◆ **WRITTEN PROBLEM 1**: In the records, replace "this picture" with "the image" and keep everything else the same. Leave the pictures out.

◆ **TEXT PASSAGE**:
______
The USEPA has peer-reviewed and recommended the WARSSS methodology for use in establishing “clean sediment” TMDL’s as a watershed-based assessment protocol. The WARSSS textbook (Rosgen, 2006) documents the WARSSS methodology.
WARSSS is also used for river restoration to identify the cause, extent and location of river impairment, and is also used for comprehensive watershed management and planning, cumulative effects analysis, fish habitat evaluation, riparian grazing management, flood studies and geomorphic studies.
The all-day workshop will describe the various aspects of the procedure and its application to water resource management with a focus on urban watersheds.
WARSSS Objectives:
This workshop will familiarize participants with the principles, fundamentals and procedures of this quantitative cumulative watershed assessment methodology. The applications of the WARSSS methodology provide the following:
- A mechanism to put fundamental geomorphic principles into practice;
- A consistent, quantitative and comparative analysis that minimizes subjective
bias; - Watershed-based and specific river reach assessments;
- Linkages between various land uses and their associated sources of accelerated sediment supply;
- A procedure that rapidly prioritizes high-risk sub-watersheds and river reaches at broad “screening” levels yet provides for more detailed assessments;
- Methods to assesses the probability, risk and potential consequences of sediment problems despite inevitable gaps in knowledge, large uncertainty and spatial and temporal variability;
- A companion assessment that can be related to aquatic habitat;
- Understanding the quantitative changes in the hydrology, hillslope and channel
processes due to past and/or proposed land use activities; - Process-specific mitigation for impaired stream systems
- A TMDL for clean sediment using a pro-active procedure that identifies the extent, location, source(s) and processes related to disproportionate sediment supply and corresponding impaired streams;
- Assistance in the design of stream rehabilitation/restoration and river enhancement projects; and
- A baseline assessment for water resource inventory, land management accountability and procedures for watershed and river system monitoring.
- Channel stability rating procedure, including the Reconnaissance Level Assessment (RLA), The Rapid Resource Inventory for Sediment and Stability Consequence (RRISSC) and the Prediction Level Assessment (PLA).
- The BANCS model to predict total annual streambank erosion.
- Sediment competence/entrainment procedure.
- The FLOWSED and POWERSED models to predict total annual sediment yield and sediment transport capacity. Comparisons of predicted versus observed sediment transport data will be presented. Test case examples from Alaska, Montana, Maryland, Tennessee and North Carolina will be demonstrated.
- Overall sediment supply ratings related to specific sources, processes and locations.
______
◆ **WRITTEN PROBLEM 2**:
Answer these questions about the WARSSS workshop text:
(a) The workshop focuses on applying the procedure to what kind of watersheds?
(b) What does the BANCS model predict?
(c) Which states supply the test case examples?
______
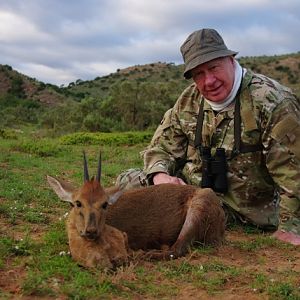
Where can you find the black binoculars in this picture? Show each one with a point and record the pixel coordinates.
(214, 169)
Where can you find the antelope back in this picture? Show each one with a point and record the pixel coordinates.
(89, 202)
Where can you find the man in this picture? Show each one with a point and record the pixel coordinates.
(234, 131)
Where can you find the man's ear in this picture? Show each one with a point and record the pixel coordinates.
(62, 189)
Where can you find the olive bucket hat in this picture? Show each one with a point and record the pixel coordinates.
(202, 46)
______
◆ **EXERCISE RESULT 1**:
Where can you find the black binoculars in the image? Show each one with a point and record the pixel coordinates.
(214, 169)
Where can you find the antelope back in the image? Show each one with a point and record the pixel coordinates.
(89, 202)
Where can you find the man in the image? Show each one with a point and record the pixel coordinates.
(234, 131)
Where can you find the man's ear in the image? Show each one with a point and record the pixel coordinates.
(62, 189)
Where can you find the olive bucket hat in the image? Show each one with a point and record the pixel coordinates.
(202, 46)

◆ **EXERCISE RESULT 2**:
(a) Urban watersheds.
(b) Total annual streambank erosion.
(c) Alaska, Montana, Maryland, Tennessee and North Carolina.